PROBLEM STATEMENT:
Please retype the lines below word for word, leaving the pictures out of your answer.

Records from a dataset
──────────────────────────────
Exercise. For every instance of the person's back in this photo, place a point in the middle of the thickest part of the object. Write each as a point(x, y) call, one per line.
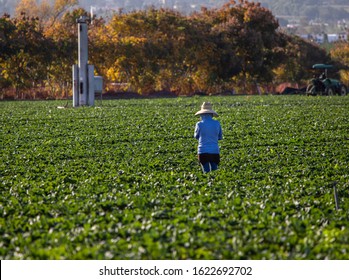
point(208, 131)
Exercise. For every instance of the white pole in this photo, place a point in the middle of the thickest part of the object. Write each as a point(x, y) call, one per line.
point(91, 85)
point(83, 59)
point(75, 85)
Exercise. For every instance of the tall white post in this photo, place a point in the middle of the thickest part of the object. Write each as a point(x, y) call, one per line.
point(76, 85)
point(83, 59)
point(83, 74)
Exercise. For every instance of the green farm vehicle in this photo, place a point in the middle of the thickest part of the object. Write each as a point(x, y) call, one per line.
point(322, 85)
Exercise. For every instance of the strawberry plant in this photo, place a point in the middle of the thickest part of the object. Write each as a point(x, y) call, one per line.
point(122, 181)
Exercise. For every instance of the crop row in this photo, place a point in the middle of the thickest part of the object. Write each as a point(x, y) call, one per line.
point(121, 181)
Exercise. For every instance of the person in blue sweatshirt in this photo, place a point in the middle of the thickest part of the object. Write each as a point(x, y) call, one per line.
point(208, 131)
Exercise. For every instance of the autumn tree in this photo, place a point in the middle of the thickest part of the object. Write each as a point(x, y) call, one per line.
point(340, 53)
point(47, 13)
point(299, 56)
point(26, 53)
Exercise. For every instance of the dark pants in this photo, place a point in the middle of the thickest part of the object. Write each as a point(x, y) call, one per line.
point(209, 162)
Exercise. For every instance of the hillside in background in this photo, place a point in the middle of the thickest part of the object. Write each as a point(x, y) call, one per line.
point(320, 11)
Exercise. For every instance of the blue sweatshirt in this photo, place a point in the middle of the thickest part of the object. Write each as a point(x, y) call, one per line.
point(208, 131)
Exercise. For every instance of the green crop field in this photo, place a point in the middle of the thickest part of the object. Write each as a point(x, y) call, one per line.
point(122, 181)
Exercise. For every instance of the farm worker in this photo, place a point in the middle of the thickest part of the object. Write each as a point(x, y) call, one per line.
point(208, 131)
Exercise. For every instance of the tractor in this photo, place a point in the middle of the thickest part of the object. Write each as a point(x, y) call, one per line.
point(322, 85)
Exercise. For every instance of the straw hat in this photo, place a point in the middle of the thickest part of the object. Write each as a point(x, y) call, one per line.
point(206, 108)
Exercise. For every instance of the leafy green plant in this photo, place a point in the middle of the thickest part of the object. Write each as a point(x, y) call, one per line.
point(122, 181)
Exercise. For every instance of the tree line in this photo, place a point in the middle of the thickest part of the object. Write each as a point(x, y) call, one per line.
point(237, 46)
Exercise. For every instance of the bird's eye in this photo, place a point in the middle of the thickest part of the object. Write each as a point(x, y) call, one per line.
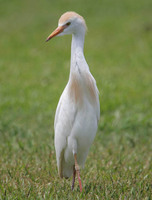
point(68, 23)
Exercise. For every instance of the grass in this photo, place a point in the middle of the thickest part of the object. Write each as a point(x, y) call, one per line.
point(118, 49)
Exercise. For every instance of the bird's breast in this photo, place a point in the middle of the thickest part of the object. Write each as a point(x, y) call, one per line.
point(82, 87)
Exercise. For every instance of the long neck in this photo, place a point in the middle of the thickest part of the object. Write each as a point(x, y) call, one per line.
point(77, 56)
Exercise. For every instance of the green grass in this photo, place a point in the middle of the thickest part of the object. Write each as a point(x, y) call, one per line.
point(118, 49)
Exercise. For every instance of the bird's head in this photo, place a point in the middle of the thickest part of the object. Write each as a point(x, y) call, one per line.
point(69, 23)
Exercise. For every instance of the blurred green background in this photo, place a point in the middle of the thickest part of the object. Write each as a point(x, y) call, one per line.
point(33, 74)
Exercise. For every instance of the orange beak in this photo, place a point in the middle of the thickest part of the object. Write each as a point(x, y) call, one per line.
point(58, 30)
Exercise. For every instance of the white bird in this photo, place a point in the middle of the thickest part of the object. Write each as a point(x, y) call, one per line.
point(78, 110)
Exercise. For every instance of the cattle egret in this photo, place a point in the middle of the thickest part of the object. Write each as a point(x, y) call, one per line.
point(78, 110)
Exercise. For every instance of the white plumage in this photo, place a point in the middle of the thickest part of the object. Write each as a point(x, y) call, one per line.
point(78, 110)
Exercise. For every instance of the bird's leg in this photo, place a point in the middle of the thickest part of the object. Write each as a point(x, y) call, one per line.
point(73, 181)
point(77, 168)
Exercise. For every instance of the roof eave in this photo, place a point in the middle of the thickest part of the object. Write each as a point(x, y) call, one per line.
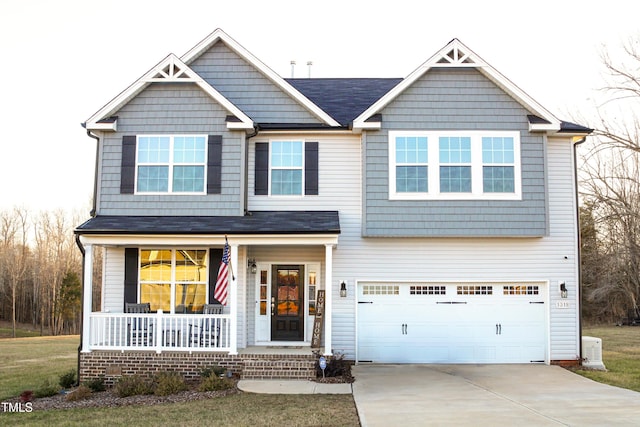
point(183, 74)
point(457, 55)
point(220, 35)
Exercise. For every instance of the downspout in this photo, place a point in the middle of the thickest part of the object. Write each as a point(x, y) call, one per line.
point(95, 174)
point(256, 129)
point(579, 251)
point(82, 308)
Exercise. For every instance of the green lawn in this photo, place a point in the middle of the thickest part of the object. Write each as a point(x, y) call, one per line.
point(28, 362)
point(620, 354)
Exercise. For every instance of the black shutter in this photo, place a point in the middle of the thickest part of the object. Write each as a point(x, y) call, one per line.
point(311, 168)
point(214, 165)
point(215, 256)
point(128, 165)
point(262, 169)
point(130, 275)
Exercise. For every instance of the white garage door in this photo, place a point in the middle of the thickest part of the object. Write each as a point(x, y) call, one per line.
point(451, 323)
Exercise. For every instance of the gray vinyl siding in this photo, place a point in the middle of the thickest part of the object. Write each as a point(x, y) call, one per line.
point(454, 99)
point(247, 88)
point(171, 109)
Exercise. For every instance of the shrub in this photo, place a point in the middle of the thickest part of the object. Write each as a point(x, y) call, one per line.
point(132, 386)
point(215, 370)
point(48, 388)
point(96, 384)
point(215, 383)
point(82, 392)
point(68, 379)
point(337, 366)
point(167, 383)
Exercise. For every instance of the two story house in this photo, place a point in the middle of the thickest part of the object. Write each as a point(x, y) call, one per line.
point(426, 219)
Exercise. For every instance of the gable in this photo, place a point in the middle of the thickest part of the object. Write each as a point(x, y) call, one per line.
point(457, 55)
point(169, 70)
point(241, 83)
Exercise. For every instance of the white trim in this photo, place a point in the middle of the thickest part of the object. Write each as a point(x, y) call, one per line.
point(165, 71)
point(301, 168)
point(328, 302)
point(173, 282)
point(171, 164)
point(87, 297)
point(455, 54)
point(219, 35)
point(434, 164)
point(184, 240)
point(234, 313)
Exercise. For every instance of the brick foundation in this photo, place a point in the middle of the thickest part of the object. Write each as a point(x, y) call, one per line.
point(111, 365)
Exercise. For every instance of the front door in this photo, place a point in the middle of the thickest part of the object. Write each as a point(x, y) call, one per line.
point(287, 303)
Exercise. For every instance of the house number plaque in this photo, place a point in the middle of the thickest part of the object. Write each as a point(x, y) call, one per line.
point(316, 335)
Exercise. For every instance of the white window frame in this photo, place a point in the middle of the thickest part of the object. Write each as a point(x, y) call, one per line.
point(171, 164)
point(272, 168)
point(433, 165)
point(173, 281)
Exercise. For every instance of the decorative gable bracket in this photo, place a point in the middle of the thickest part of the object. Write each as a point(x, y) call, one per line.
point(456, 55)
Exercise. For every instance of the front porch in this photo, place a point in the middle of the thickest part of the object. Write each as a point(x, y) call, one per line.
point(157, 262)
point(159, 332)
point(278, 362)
──────────────────────────────
OUTPUT OF THE TASK:
Exercise. For every instance of the person's back in this photo, place a point in the middle of the thickest part of the object. Write each as a point(x, y) call, one per line.
point(208, 131)
Exercise. For every instance of the white pole in this photo, place a point in the middle of the thickest part of the object. Write each as a point(x, y) call, one per line.
point(91, 85)
point(83, 59)
point(75, 85)
Exercise. For every instance of the tall white post in this photo, place a point in the middle of the thickest part of the object. Write each as a point(x, y) call, one per line.
point(76, 85)
point(83, 59)
point(83, 74)
Exercise. For every instance of the green farm vehicle in this photo, place a point in the middle of the thickest part of the object. Write each as a point(x, y) call, one per line.
point(322, 85)
Exercise. For every instance of the strawberry plant in this photo, place a point in the middle of the thickest part of the object. Write each as a point(x, y) call, one per line.
point(122, 181)
Exercise. For every instance of the crop row in this photo, place a point in the middle of the thickest part of the object. Write each as a point(x, y) call, one per line.
point(121, 181)
Exercise. For every instance of the person in blue sweatshirt in this photo, place a point in the middle of the thickest part of the object. Write each as a point(x, y) call, one per line.
point(208, 131)
Exercise. For every instance of the autumn tree in this photo, place a point in the middle of the thickest part of the object. Write each as a point(x, y) call, one per line.
point(340, 53)
point(47, 13)
point(299, 56)
point(26, 53)
Exercise. For every instance of the dark pants in this photo, place a point in the middle of the thickest part of the object. Write each as a point(x, y) call, one per line.
point(209, 162)
Exercise. For every instance of the hillside in background in this photo, place a point in the middle of the thickest part of the object. Write each as a point(x, y) call, one per line.
point(320, 11)
Exercise. For every instance of the blue sweatshirt in this photo, place a point in the middle of the thickest part of the object. Write each as a point(x, y) call, one per line.
point(208, 131)
Exercise. For every instance of the green crop field in this photo, place a point in the middle of the thickest part of the object. Write each as a point(x, y) call, one per line.
point(122, 181)
Exercise. For every instance of the farm worker in this photo, place a point in the middle of the thickest part of the object. Write each as a point(x, y) call, one per line.
point(208, 131)
Exercise. For every instance of the tractor in this photo, place a point in the middle of the thickest part of the object. Write each as a point(x, y) call, one per line.
point(322, 85)
Exercise. For every instance of the straw hat in this photo, place a point in the middle of the thickest part of the object. Write each as a point(x, y) call, one per line.
point(206, 108)
Exercise. For every instance of the leafy green plant in this photo, place a point in the middle of the thickest part of the object. Write each as a point(x, y) call, one per line.
point(122, 181)
Exercise. For every instance of the tree line in this photo, place a point in the middle of the thickest part of the object. Write each as a point(x, y) call, one per line.
point(237, 46)
Exercise. For every instance of the bird's eye in this photo, place a point in the middle of the thickest part of the object. Write each as a point(x, y) call, one per line.
point(68, 23)
Exercise. For every instance of the grass in this photo, place a point in the middle of the thickest part of the object. Write each as a point(x, y) call, one per line.
point(118, 49)
Exercise. For every instance of the bird's breast in this photo, place a point in the middle of the thickest part of the object. Write each as a point(x, y) call, one per line.
point(82, 87)
Exercise. For every instance of the long neck in this photo, place a point in the middle of the thickest part of the object. Write each as a point(x, y) call, one per line.
point(77, 56)
Exercise. For every instance of the green grass in this photo, place a point in the middle of the thickest part of the object. Write each as a point(x, y) call, one per line.
point(118, 49)
Exercise. For every instance of the bird's head in this photo, place a point in the middle of the thickest part of the object. Write each as a point(x, y) call, one per line.
point(69, 23)
Exercise. For every instance of the blurred green background in this photo, place a point in the middle of the thickest part of the object. Write each as a point(x, y) call, one per line.
point(33, 74)
Exercise. For every instance of the orange beak in this photo, place a point in the middle of the thickest part of the object. Write each as a point(x, y) call, one per line.
point(58, 30)
Exercise. For every instance of the white bird in this photo, place a point in the middle of the thickest part of the object. Write each as a point(x, y) call, one per line.
point(78, 110)
Exercise. For every instance of the cattle egret in this photo, place a point in the middle of the thickest part of the object. Write each as a point(x, y) call, one per line.
point(78, 110)
Exercise. For every instance of the white plumage in this photo, place a point in the middle of the thickest part of the object. Write each as a point(x, y) call, one per line.
point(78, 110)
Exercise. For every instance of the bird's leg in this photo, place a point in the middle of the thickest part of the object. Write each as a point(x, y) call, one per line.
point(73, 181)
point(77, 168)
Exercise. For every instance of the roof eave in this photo, place a point in the middle of the thickest part of the object. Write each as a point(x, y) call, one per line.
point(183, 74)
point(457, 55)
point(220, 35)
Exercise. For every instance of the downspout in this photo, place a point in the middle of the thickest part of the object. Write each as a point(x, y) call, one per line.
point(95, 174)
point(256, 129)
point(579, 251)
point(82, 308)
Exercise. For every instance of the green lawn in this photo, place a point in the middle of the thickest part of the object. Write each as a point(x, y) call, one per line.
point(28, 362)
point(620, 354)
Exercise. For every instance of the black shutter in this photo, place a point in the middle of the thickest part of the object. Write each as a point(x, y) call, one per line.
point(311, 168)
point(214, 165)
point(215, 256)
point(128, 165)
point(262, 169)
point(130, 275)
Exercise. For every instance of the white garage door in this photo, place a point in the middle of the thickest part of the object. Write each as a point(x, y) call, one per line.
point(451, 323)
Exercise. For every instance of the gray vinyl siding in this photo, place a point in the middle of the thickest part of the object. Write each as a point(x, y) call, one per line.
point(454, 99)
point(247, 88)
point(171, 109)
Exercise. For every instance of the shrub in this photo, place a point in the middle of the thickest part of the object. Write each as a point(x, y) call, one per line.
point(132, 386)
point(215, 370)
point(48, 388)
point(96, 384)
point(215, 383)
point(82, 392)
point(68, 379)
point(337, 366)
point(167, 383)
Exercise. For every instance of the two story house in this photo, place a point in the middle of the thickest part of the object. Write each as a point(x, y) call, one per line.
point(426, 219)
Exercise. For every instance of the gable in this photo, place a point in the middle of the thickest part of the object. Write each as a point(x, y) call, one per line.
point(457, 55)
point(169, 70)
point(241, 83)
Exercise. For every instance of the white trim in this photo, place a point in the middle of the thickest part of the object. Write each as a point(x, y) call, one per line.
point(165, 71)
point(301, 168)
point(328, 302)
point(173, 282)
point(171, 164)
point(87, 297)
point(455, 54)
point(219, 35)
point(434, 164)
point(184, 240)
point(234, 313)
Exercise. For every instance of the brick foundation in this photo, place a point in the middle of the thickest part of the object. Write each as a point(x, y) call, one per line.
point(111, 365)
Exercise. For every instance of the front door in this photo, place a point in the middle of the thickest part of the object. Write each as a point(x, y) call, one per line.
point(287, 303)
Exercise. For every instance of the house number plaque in this photo, place a point in the middle of the thickest part of the object. Write each as a point(x, y) call, one per line.
point(316, 335)
Exercise. For every instance of the white window frame in this photo, place a point in the middle of the thickest part of the object. Write each as a point(x, y) call, one per line.
point(171, 164)
point(272, 168)
point(433, 165)
point(173, 281)
Exercise. For every instance of the decorative gable bracket in this photo, place a point in the middle of the thickest part of the object. Write each as a point(x, y) call, one per line.
point(456, 55)
Exercise. For every instance of the front porch in this photo, place a point in the middle of the thickest part of the object. Write each as a point(x, y) call, one per line.
point(157, 262)
point(159, 332)
point(278, 362)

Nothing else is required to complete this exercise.